**SUPPLIED INFORMATION:**
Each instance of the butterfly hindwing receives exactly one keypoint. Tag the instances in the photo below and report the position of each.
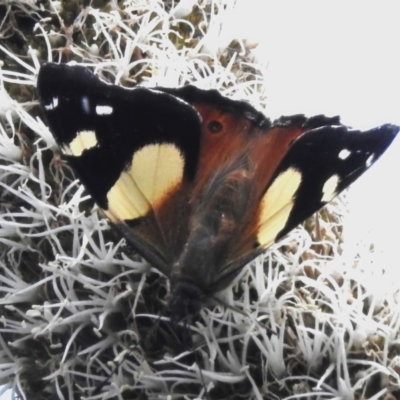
(318, 166)
(131, 149)
(198, 183)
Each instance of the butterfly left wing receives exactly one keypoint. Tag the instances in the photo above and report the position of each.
(323, 159)
(317, 167)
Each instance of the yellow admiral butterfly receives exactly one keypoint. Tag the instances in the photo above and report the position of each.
(199, 184)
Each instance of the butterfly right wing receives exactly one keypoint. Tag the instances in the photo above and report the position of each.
(135, 151)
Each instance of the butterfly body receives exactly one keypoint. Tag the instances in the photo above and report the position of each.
(199, 184)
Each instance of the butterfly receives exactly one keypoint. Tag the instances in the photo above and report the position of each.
(199, 184)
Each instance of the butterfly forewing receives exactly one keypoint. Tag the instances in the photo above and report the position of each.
(198, 183)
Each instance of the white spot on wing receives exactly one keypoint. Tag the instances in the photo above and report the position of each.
(85, 104)
(370, 160)
(329, 189)
(84, 140)
(104, 110)
(52, 105)
(344, 154)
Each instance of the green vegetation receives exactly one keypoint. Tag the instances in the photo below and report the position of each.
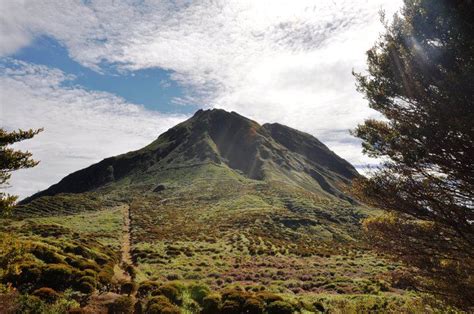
(177, 227)
(420, 80)
(11, 160)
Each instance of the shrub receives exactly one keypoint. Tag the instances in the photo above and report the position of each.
(146, 287)
(90, 273)
(211, 303)
(171, 292)
(85, 287)
(88, 279)
(30, 304)
(268, 297)
(199, 292)
(122, 305)
(160, 305)
(253, 306)
(57, 276)
(46, 294)
(45, 254)
(105, 275)
(236, 295)
(128, 288)
(280, 307)
(28, 275)
(231, 307)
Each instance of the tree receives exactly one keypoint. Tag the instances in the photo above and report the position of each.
(11, 160)
(421, 80)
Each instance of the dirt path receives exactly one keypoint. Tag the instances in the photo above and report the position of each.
(122, 274)
(99, 302)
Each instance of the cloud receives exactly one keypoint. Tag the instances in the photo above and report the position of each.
(81, 127)
(272, 60)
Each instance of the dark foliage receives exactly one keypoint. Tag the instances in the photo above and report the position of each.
(421, 79)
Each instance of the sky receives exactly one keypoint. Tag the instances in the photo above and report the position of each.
(106, 77)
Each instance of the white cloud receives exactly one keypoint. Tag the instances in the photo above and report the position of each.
(81, 127)
(272, 60)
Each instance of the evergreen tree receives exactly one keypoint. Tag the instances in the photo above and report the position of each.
(11, 160)
(421, 79)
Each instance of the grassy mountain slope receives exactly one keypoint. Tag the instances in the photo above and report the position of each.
(220, 211)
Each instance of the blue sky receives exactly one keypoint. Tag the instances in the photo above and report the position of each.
(151, 87)
(104, 77)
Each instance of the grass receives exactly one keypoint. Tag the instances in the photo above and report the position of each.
(210, 227)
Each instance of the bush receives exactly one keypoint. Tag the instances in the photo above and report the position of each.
(28, 275)
(199, 292)
(171, 292)
(57, 276)
(122, 305)
(211, 304)
(46, 255)
(85, 287)
(236, 295)
(30, 304)
(268, 297)
(280, 307)
(90, 273)
(231, 307)
(128, 288)
(46, 294)
(105, 274)
(146, 287)
(253, 306)
(160, 305)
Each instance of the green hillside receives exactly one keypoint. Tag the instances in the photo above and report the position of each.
(218, 215)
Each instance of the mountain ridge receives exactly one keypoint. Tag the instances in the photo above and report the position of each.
(269, 152)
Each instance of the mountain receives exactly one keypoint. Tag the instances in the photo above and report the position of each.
(218, 215)
(269, 152)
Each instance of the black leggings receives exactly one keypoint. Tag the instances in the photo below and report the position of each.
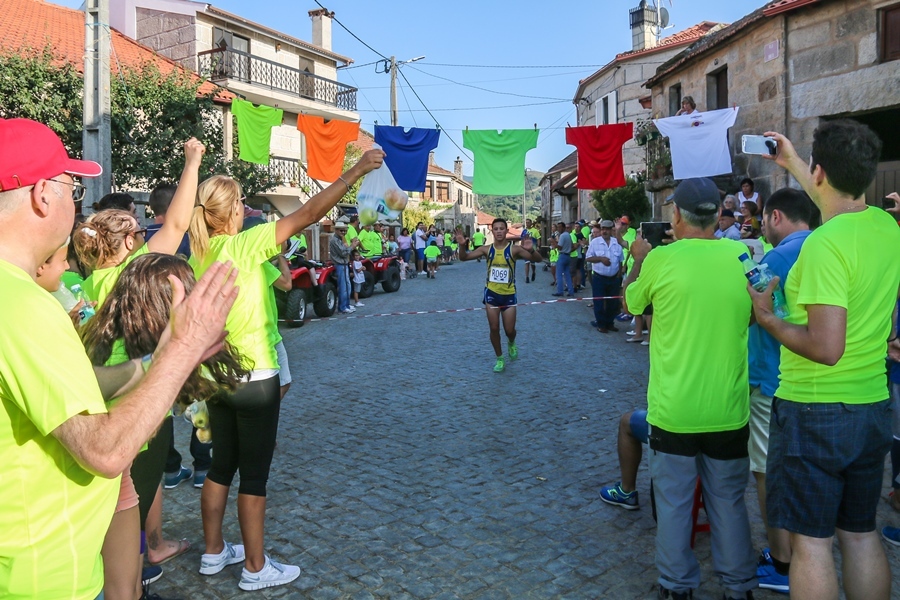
(244, 426)
(147, 469)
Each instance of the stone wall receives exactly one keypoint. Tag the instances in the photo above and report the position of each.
(627, 79)
(170, 34)
(755, 85)
(833, 66)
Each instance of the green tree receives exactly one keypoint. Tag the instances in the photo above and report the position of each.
(629, 200)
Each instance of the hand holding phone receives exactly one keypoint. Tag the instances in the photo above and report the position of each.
(655, 232)
(759, 144)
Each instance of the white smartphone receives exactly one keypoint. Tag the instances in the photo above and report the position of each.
(758, 144)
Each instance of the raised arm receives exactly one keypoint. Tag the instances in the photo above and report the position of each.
(178, 217)
(319, 205)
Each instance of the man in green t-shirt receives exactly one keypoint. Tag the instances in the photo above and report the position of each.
(698, 399)
(535, 234)
(831, 417)
(61, 450)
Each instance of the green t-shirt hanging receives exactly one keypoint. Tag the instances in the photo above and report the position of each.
(255, 125)
(500, 159)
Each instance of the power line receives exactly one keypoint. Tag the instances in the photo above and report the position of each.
(513, 66)
(425, 109)
(353, 34)
(484, 89)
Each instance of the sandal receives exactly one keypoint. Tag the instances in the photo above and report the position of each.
(183, 546)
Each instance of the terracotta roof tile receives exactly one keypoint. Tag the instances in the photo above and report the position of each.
(717, 37)
(681, 38)
(34, 25)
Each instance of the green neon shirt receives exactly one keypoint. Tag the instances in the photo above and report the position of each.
(255, 125)
(500, 159)
(698, 358)
(839, 265)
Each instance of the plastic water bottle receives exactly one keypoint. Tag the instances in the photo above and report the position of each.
(759, 277)
(86, 311)
(65, 297)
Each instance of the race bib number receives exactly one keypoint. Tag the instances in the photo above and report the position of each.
(499, 275)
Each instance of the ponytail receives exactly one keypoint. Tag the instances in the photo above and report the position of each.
(98, 240)
(213, 212)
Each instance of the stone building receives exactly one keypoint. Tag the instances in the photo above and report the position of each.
(259, 64)
(788, 66)
(615, 93)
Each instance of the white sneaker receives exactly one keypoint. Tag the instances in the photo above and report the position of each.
(210, 564)
(273, 573)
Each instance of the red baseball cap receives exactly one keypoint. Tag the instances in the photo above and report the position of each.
(31, 151)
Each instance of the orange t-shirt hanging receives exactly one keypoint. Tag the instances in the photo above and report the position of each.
(600, 154)
(326, 145)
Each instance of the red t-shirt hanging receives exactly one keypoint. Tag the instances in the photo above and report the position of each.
(326, 145)
(600, 154)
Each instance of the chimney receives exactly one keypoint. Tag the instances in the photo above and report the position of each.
(643, 20)
(321, 19)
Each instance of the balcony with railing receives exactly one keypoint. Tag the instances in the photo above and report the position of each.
(289, 172)
(224, 64)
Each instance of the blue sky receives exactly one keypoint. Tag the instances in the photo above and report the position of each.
(570, 36)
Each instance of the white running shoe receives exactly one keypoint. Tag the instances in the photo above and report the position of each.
(210, 564)
(273, 573)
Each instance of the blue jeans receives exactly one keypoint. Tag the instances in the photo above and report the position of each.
(605, 311)
(564, 270)
(343, 276)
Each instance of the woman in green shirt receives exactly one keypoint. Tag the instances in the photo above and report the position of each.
(245, 423)
(129, 326)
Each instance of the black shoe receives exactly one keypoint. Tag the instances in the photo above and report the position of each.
(664, 594)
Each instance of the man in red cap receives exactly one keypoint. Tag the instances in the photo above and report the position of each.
(61, 450)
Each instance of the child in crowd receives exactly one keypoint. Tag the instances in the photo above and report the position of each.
(359, 276)
(432, 252)
(128, 326)
(554, 256)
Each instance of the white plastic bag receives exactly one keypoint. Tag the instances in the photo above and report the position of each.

**WHAT IS BEING ASKED:** Every line of the data should be copied as it stands, without the images.

**EXERCISE OUTPUT:**
Each instance of the butterfly hindwing receives exactly one keypoint. Tag the instances in the photo below and report the position of each.
(318, 166)
(131, 149)
(198, 183)
Each instance of the butterfly left wing receives exactly one keypoint. Tag the instances in the photo above and report the position of each.
(323, 159)
(317, 167)
Each instance of the yellow admiral butterfly receives exactly one keypoint. Tag the instances in the photo above and report the position of each.
(199, 184)
Each instance of the butterfly right wing receives exactly one keypoint. Tag the instances in the photo above and report the position of each.
(135, 151)
Each instance of the butterfly body receives exactly one keypoint. Tag the instances in the photo above and report the position of each.
(199, 184)
Each instance of the butterfly receives exactly one keypoint. Tag the instances in the photo above and report the position of each.
(199, 184)
Each instance of the butterfly forewing receives exactly one keypoint. Tag the instances in the photo above and report the position of each.
(198, 183)
Each instance of the white spot on wing receives exactly one keypoint. Tag the instances in the photo above and report the position of each.
(85, 104)
(370, 160)
(329, 189)
(84, 140)
(104, 110)
(52, 105)
(344, 154)
Each instance of the green vegetation receives exactly one keypoint. Tag the instances in the photo below and report the position of each.
(177, 227)
(420, 80)
(11, 160)
Each instance of the shrub receives exactly one keypoint. Tag the instances in the photo above and report the position of each.
(146, 287)
(90, 273)
(211, 303)
(171, 292)
(85, 287)
(88, 279)
(30, 304)
(268, 297)
(199, 292)
(122, 305)
(160, 305)
(253, 306)
(57, 276)
(46, 294)
(45, 254)
(105, 275)
(236, 295)
(128, 288)
(280, 307)
(28, 275)
(231, 307)
Each instance of the tree receives exactly one keypoint. Tag the instances in the photo above and report the position of each.
(11, 160)
(421, 80)
Each instance of the dirt path receives exactly one keypoint. Tag the instances in the photo above and report the position of each.
(122, 274)
(99, 302)
Each instance of the cloud receives exactly one keypoint. Tag the instances in the photo above and report the position of each.
(81, 127)
(272, 60)
Each instance of the dark foliage receives exactly one keypoint. Tag the instances in the photo above and report the position of each.
(421, 79)
Each instance of the sky receives exactly one keypoint. Tag the instances in the photo above and report the position of each.
(106, 77)
Each instance of the white cloud receives exactly one keypoint. Tag the instances in the photo above and report the position of each.
(81, 127)
(272, 60)
Each instance of the evergreen tree receives exactly one keypoint. Tag the instances in the photo above and report the position of each.
(11, 160)
(421, 79)
Each instance of the grassy mountain slope receives exactly one keypoint. Tag the instances in the photo above and report the position of each.
(220, 211)
Each instance of the blue sky receives exactly one keypoint. Tag the instances in the photo above and report the position of each.
(151, 87)
(104, 77)
Each instance of the grass receives exactly one keypoint. Tag the instances in the photo above and report the position of each.
(210, 227)
Each instance of the bush receives exactly one keypoint. Tag the instances in the photo above and report the position of each.
(28, 275)
(199, 292)
(171, 292)
(57, 276)
(122, 305)
(211, 304)
(46, 255)
(85, 287)
(236, 295)
(30, 304)
(268, 297)
(280, 307)
(90, 273)
(231, 307)
(128, 288)
(46, 294)
(105, 274)
(146, 287)
(253, 306)
(160, 305)
Each instance of the green hillside receives exactly one keypoint. Tag the instances in the photo above and report the position of each.
(218, 215)
Each instance of the mountain ridge receives exactly one keypoint. Tag the instances in the photo above and report the position of each.
(269, 152)
Each instance of the mountain receives exactly one keypoint. Tag the instances in the photo above and report the position of each.
(218, 215)
(269, 152)
Each instance of the black leggings receives exactly one keypoint. Tag the instances in the photo below and report the position of each.
(244, 426)
(147, 469)
Each instance of the stone wall receives exactly one keypoint. Tag the instances in the photo above and report the position of each.
(627, 79)
(170, 34)
(755, 85)
(833, 66)
Each instance of the green tree receives exactly one keypoint. Tag the instances in the photo above and report the position of each.
(629, 200)
Each instance of the hand holding phone receives exactly one keypoint. Tag the instances in the photo above and report the position of each.
(655, 232)
(759, 144)
Each instance of the white smartphone receives exactly one keypoint. Tag the instances in the photo above and report the position of each.
(758, 144)
Each instance of the raised arm receives exactly one keypoint. Tag the instances in the photo above and report the position of each.
(178, 217)
(319, 205)
Each instance of the man in green t-shirt receives exactly one keypoint. Tag the instances in the photo above and report the position of each.
(698, 399)
(535, 234)
(831, 417)
(61, 450)
Each instance of the green t-shirt hanging receives exactly one keypoint. Tag the instances in the photo above and report the position of each.
(255, 125)
(500, 159)
Each instance of the power line receives exactly one keypoint. Tag the instances in the photo above and report the position of each.
(513, 66)
(425, 109)
(353, 34)
(484, 89)
Each instance of the sandal receives exactly one keypoint. Tag the instances in the photo above and report the position of each.
(183, 546)
Each instance of the terracotta roof tile receives exactly one keypoint. Tag the instances in the photo above and report the position of each.
(717, 37)
(681, 38)
(34, 25)
Each instance of the green neon shirt receives exactly one keypoint. Tag the instances in the photo above and report the position of each.
(255, 125)
(500, 159)
(698, 358)
(839, 265)
Each instance of the plastic water bottle receives exactly one keypoint. Tag the instances in the photo above and report the position of each.
(759, 277)
(86, 311)
(65, 297)
Each instance of the race bib number receives exactly one keypoint. Tag the instances in the photo above and report the position of each.
(499, 275)
Each instance of the ponytail receives exactly one keypoint. Tag the instances in the photo above and report the position of each.
(98, 240)
(213, 212)
Each instance of the stone building receives exactly one keypoint. Tag the instances in the photo above and report the position of each.
(259, 64)
(788, 66)
(615, 93)
Each instance of the white sneaker receives exactly one keypoint. Tag the instances in the photo above and report the position of each.
(210, 564)
(273, 573)
Each instance of the red baseball cap receives exactly one keypoint. Tag the instances in the photo above and report the position of each.
(31, 151)
Each instance of the orange t-shirt hanging receives exactly one keypoint. Tag the instances in the photo above and report the position of each.
(600, 154)
(326, 145)
Each instance of the red t-shirt hanging receives exactly one keypoint. Tag the instances in the photo above and report the position of each.
(326, 145)
(600, 154)
Each instance of the chimney receives exactly one keypoint. Tag the instances in the photo above and report the position of each.
(643, 20)
(321, 19)
Each instance of the balcony with railing receives exactly one keypoint. Tag the instances in the photo above and report the position of each.
(289, 172)
(224, 64)
Each instance of the blue sky receives exactly one keypoint. Tag the instances in the photo above and report the position of each.
(570, 36)
Each instance of the white running shoe receives exactly one keypoint. Tag the instances in the photo above and report the position of each.
(210, 564)
(273, 573)
Each instance of the blue jeans receives exactly one keypoint. Tag the instances in the photo above and report the position of each.
(605, 311)
(564, 270)
(343, 276)
Each instance of the woman in green shirt receives exactly one keypoint. Tag the instances in the photo above and report the position of each.
(245, 423)
(129, 326)
Each instance of the black shoe receives exactly one keypoint. Tag the instances in the photo above and report the position of each.
(664, 594)
Each instance of the man in red cap receives exactly one keypoint. Tag the instances in the photo above and report the position of each.
(61, 450)
Each instance of the child in crowd receives exactly one keypoint. Tag the instances in the photo above and report the position of each.
(359, 276)
(432, 252)
(128, 326)
(554, 256)
Each instance of the white plastic bag receives exactly one keypoint. Tag the instances in the photo above and report the position of each.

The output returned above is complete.